**What to do**.
Output all entries exactly; images excluded.

Referring expression data
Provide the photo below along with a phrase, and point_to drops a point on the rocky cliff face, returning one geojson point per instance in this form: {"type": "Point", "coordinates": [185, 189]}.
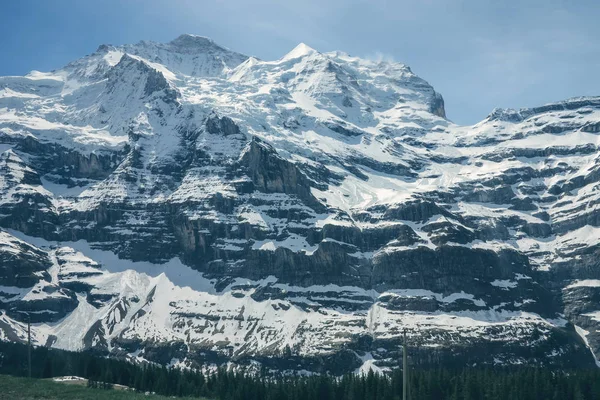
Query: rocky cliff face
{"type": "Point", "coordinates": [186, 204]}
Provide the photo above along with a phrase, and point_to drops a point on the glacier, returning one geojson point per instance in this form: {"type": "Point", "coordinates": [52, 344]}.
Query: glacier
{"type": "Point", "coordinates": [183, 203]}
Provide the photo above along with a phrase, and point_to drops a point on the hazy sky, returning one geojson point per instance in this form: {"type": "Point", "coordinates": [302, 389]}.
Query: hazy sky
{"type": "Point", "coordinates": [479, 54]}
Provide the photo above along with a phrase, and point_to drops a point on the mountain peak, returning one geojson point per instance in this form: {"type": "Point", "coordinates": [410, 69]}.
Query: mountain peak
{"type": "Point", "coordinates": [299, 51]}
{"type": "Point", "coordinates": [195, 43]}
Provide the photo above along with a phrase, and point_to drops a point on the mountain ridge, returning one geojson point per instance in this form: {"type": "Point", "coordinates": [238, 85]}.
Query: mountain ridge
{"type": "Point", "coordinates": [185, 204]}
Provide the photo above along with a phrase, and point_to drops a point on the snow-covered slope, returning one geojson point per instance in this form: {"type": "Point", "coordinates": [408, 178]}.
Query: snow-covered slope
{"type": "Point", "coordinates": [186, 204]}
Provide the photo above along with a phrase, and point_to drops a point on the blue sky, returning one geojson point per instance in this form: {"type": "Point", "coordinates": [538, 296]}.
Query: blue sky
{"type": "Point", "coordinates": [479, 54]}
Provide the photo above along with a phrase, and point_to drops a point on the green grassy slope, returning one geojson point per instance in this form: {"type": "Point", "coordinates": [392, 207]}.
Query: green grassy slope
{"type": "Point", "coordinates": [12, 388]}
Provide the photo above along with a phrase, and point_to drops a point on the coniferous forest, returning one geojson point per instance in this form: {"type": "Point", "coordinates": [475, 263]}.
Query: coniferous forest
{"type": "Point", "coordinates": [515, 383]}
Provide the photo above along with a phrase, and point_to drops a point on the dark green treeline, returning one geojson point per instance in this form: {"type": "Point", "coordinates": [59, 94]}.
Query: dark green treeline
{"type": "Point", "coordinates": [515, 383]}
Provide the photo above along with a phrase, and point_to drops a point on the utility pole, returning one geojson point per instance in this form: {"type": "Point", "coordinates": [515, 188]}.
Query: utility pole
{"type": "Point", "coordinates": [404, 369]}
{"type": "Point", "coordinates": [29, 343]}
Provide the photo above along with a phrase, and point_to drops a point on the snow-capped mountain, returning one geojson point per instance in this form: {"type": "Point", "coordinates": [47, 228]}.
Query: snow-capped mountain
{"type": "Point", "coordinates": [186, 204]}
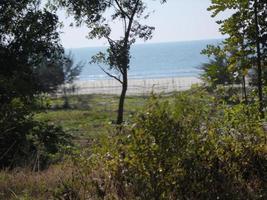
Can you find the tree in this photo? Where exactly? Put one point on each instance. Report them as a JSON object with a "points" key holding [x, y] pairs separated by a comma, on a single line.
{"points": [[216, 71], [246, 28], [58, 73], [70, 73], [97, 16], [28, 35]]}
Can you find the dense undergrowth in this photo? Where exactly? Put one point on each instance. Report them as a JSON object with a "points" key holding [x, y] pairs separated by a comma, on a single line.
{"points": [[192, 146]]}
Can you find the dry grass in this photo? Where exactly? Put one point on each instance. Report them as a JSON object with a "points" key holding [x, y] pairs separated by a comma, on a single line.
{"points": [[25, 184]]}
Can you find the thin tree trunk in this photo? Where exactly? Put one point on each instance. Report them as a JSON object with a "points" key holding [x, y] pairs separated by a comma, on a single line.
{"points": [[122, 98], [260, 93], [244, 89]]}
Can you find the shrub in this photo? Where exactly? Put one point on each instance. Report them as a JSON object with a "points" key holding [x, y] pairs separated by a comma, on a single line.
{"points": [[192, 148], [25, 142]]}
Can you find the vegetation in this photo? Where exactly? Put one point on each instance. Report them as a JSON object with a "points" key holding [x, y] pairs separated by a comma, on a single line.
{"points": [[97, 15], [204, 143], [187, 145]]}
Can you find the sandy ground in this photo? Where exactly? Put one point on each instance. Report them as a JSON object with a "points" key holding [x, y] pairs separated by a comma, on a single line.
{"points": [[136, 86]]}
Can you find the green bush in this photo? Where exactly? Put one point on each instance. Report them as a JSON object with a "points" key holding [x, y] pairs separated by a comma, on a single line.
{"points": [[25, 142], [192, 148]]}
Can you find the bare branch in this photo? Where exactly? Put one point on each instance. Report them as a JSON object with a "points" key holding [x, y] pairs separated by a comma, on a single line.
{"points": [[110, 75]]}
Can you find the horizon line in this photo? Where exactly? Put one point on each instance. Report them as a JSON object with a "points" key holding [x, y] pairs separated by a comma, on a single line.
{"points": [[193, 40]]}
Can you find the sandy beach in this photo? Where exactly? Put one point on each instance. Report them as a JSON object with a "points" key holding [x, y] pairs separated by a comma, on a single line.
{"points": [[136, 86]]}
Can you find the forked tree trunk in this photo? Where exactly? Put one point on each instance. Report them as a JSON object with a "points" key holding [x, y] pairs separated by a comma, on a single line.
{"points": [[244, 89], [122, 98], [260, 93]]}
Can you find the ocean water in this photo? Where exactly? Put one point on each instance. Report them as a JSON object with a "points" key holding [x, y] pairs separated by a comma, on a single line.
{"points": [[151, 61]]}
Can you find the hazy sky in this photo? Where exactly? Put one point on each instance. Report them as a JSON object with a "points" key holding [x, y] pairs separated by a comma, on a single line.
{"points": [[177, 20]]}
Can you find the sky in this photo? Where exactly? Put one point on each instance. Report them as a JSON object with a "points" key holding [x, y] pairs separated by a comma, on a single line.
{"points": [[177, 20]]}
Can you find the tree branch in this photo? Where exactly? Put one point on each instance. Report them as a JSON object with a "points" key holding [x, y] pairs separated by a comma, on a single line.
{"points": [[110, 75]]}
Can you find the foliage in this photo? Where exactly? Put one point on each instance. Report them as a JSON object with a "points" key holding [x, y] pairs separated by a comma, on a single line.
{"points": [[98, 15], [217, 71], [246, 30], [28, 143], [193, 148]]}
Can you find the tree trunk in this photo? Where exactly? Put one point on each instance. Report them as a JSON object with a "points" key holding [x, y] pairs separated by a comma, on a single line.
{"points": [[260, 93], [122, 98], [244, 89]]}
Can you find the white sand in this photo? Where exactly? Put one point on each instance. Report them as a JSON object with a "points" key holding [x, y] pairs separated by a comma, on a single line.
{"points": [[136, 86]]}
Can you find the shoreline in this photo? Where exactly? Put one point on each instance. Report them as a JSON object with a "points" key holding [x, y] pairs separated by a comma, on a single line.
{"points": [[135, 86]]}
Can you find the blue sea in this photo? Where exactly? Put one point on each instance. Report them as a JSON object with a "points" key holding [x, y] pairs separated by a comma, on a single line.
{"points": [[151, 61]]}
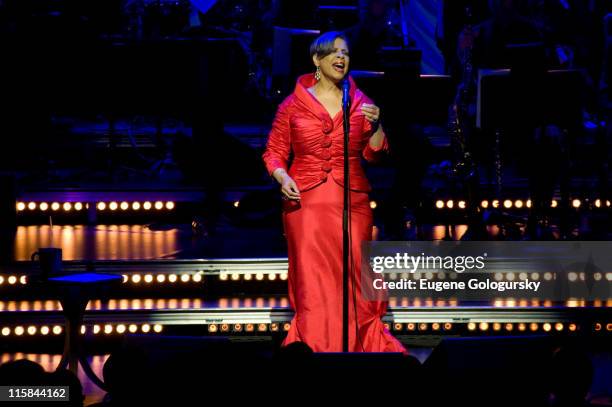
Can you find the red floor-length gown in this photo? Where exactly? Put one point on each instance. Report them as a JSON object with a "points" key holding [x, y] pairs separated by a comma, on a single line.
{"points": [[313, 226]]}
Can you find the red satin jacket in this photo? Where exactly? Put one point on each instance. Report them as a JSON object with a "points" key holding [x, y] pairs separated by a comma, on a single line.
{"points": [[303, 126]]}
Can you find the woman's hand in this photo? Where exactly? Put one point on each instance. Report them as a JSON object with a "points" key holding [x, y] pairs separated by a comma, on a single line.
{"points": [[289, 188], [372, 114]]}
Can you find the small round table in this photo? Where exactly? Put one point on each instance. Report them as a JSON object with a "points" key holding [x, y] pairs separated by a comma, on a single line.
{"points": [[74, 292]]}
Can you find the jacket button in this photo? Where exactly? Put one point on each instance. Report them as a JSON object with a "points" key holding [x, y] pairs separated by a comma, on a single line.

**Answer space**.
Provide the photo below along with a phrase, and point_to drops a point on the rocky cliff face, returning one geojson point per instance in this form: {"type": "Point", "coordinates": [185, 189]}.
Query: rocky cliff face
{"type": "Point", "coordinates": [186, 204]}
Provide the photo above along with a phrase, and point_to drops a point on the glacier, returning one geojson point per instance in this form: {"type": "Point", "coordinates": [52, 344]}.
Query: glacier
{"type": "Point", "coordinates": [183, 203]}
Provide the photo above along with a phrase, and point_to drops a point on the hazy sky, returning one geojson point per instance in this form: {"type": "Point", "coordinates": [302, 389]}.
Query: hazy sky
{"type": "Point", "coordinates": [479, 54]}
Provide the photo above along with a phrase, and point_to drops a point on the mountain peak, returning one geojson point per instance in this form: {"type": "Point", "coordinates": [410, 69]}.
Query: mountain peak
{"type": "Point", "coordinates": [299, 51]}
{"type": "Point", "coordinates": [195, 43]}
Provide the photo above along with a phrase, and point_to drops a point on the mountain ridge, returning one geojson point per instance in this form: {"type": "Point", "coordinates": [238, 85]}.
Query: mountain ridge
{"type": "Point", "coordinates": [185, 204]}
Provide the photo above along with a phrase, and point_to drops a point on the snow-covered slope, returning one geojson point per instance in this form: {"type": "Point", "coordinates": [408, 178]}.
Query: snow-covered slope
{"type": "Point", "coordinates": [186, 204]}
Provide the photo above along with a phrase, and point_to drops a point on the blue sky, returning one geojson point per instance in this form: {"type": "Point", "coordinates": [538, 296]}.
Query: blue sky
{"type": "Point", "coordinates": [479, 54]}
Provide the photo above along with a phrase, and point_to drops a point on the green grassy slope, returning one geojson point per instance in this form: {"type": "Point", "coordinates": [392, 207]}.
Query: green grassy slope
{"type": "Point", "coordinates": [12, 388]}
Provide the photo above along with a phrase, and point_to drops a point on the coniferous forest, returning one geojson point per instance in this form: {"type": "Point", "coordinates": [475, 263]}.
Query: coniferous forest
{"type": "Point", "coordinates": [515, 383]}
Provide the photo above along with a phrase, and point_to drops a point on the dark green treeline, returning one geojson point per instance in this form: {"type": "Point", "coordinates": [59, 94]}.
Query: dark green treeline
{"type": "Point", "coordinates": [515, 383]}
Provide the photo above along with a phrase, and point_to drops a point on the utility pole, returning one geojson point per instance in this form: {"type": "Point", "coordinates": [515, 188]}.
Query: utility pole
{"type": "Point", "coordinates": [404, 369]}
{"type": "Point", "coordinates": [29, 343]}
Provide the photo above along with a phrase, and point_to drops a point on the snow-capped mountain, returning one geojson point per instance in this form: {"type": "Point", "coordinates": [47, 228]}.
Query: snow-capped mountain
{"type": "Point", "coordinates": [186, 204]}
Can you find the tree in this photo? Where exactly? Put one point on each instance. Report them as a JSON object with a "points" key holding [x, y] pairs separated by a comma, on a single line.
{"points": [[216, 71], [246, 28], [58, 73], [70, 73], [97, 16], [28, 35]]}
Can you find the dense undergrowth in this photo? Where exactly? Put one point on each instance. Report them as a JSON object with a "points" key holding [x, y] pairs separated by a comma, on a single line.
{"points": [[192, 146]]}
Can you find the dry grass in this photo? Where exactly? Put one point on each instance. Report them as a JSON object with a "points" key holding [x, y] pairs separated by a comma, on a single line.
{"points": [[25, 184]]}
Can you find the thin tree trunk in this photo? Where exactly? Put one point on each instance. Report them as a JSON object with a "points" key holding [x, y] pairs separated by a comma, on a single line.
{"points": [[122, 98], [260, 93], [244, 89]]}
Can you find the shrub in this photo? Where exactly? Put one point on each instance. Report them as a JSON object with a "points" key holding [x, y] pairs separated by a comma, on a single line.
{"points": [[192, 148], [25, 142]]}
Can you find the vegetation in this photo? Where exactly? Put one point on each instance. Report them as a JSON object with a "points" key holding [x, y] pairs separated by a comma, on a single line.
{"points": [[97, 15], [204, 143], [187, 145]]}
Can you find the sandy ground in this photo? Where exactly? Put one point on each instance. Report them as a JSON object with a "points" key holding [x, y] pairs separated by a comma, on a single line.
{"points": [[136, 86]]}
Can you find the green bush in this photo? Where exactly? Put one point on each instance. Report them as a JSON object with a "points" key holding [x, y] pairs separated by a comma, on a single line.
{"points": [[25, 142], [192, 148]]}
Can you find the bare branch in this photo? Where exactly? Put one point on each instance. Report them as a JSON object with a "points" key holding [x, y] pairs separated by a comma, on a single line.
{"points": [[110, 75]]}
Can you find the horizon line in this photo? Where exactly? Put one point on each instance. Report them as a JSON object with a "points" key holding [x, y] pairs separated by a comma, on a single line.
{"points": [[193, 40]]}
Can you find the sandy beach in this photo? Where exactly? Put one point on each instance. Report them as a JSON object with a "points" key holding [x, y] pairs separated by a comma, on a single line.
{"points": [[136, 86]]}
Can you find the forked tree trunk in this photo? Where exactly? Put one point on each instance. Report them as a JSON object with a "points" key holding [x, y] pairs separated by a comma, on a single line.
{"points": [[244, 89], [122, 98], [260, 93]]}
Can you find the ocean water in this photo? Where exactly? Put one point on each instance. Report them as a JSON object with a "points" key holding [x, y] pairs separated by a comma, on a single line.
{"points": [[151, 61]]}
Can you find the hazy sky in this photo? Where exactly? Put one point on each instance. Report them as a JSON object with a "points" key holding [x, y] pairs separated by a comma, on a single line.
{"points": [[177, 20]]}
Can you find the sky in this photo? Where exactly? Put one point on each instance. Report them as a JSON object with a "points" key holding [x, y] pairs separated by a comma, on a single line.
{"points": [[177, 20]]}
Can you find the tree branch in this photo? Where exactly? Put one point on each instance. Report them as a JSON object with a "points" key holding [x, y] pairs separated by a comma, on a single line.
{"points": [[110, 75]]}
Can you find the foliage in this photo? Where exactly? Put one point on each instance. Report them as a JSON object with a "points" key holding [x, y] pairs separated by a comma, on a single line.
{"points": [[98, 15], [217, 71], [246, 30], [28, 143], [193, 148]]}
Can you find the tree trunk in this photo? Where exactly? Put one point on each instance. Report them as a JSON object with a "points" key holding [x, y] pairs separated by a comma, on a single line.
{"points": [[260, 93], [122, 98], [244, 89]]}
Can you find the white sand in this photo? Where exactly? Put one point on each instance. Report them as a JSON object with a "points" key holding [x, y] pairs separated by a comma, on a single line.
{"points": [[136, 86]]}
Can you find the shoreline in this photo? Where exactly? Put one point on each instance. Report them as a JSON object with a "points" key holding [x, y] pairs separated by a comma, on a single line.
{"points": [[135, 86]]}
Can you find the blue sea in this photo? Where exactly? Put one point on each instance. Report them as a JSON object with a "points" key holding [x, y] pairs separated by a comma, on a single line.
{"points": [[151, 61]]}
Can you find the red floor-length gown in this photo? Where exactly? Put one point on each instance. Report them as a JSON object with a "points" key holding [x, y] pairs separated by a comma, on a single line.
{"points": [[313, 226]]}
Can you find the red satin jacket in this photo? Where exactly? Put one point on each instance. Report them as a JSON object with a "points" key holding [x, y] pairs separated by a comma, on a single line.
{"points": [[303, 126]]}
Can you find the woman's hand in this photo? Where exactly? Put one point on each instance. Report them as a JSON object with a "points" key holding [x, y] pairs separated by a comma, on a single line.
{"points": [[289, 188], [372, 114]]}
Can you find the small round table in this photo? Where exactly? Put one point on each instance. Report them as a JSON object with a "points" key holding [x, y] pairs separated by a comma, on a single line.
{"points": [[74, 292]]}
Can you find the jacket button in this photo? Where exactly? Put one point on each instance. Report them as a JSON object with a "points" key holding [x, y] pairs separated by a comma, on a single line.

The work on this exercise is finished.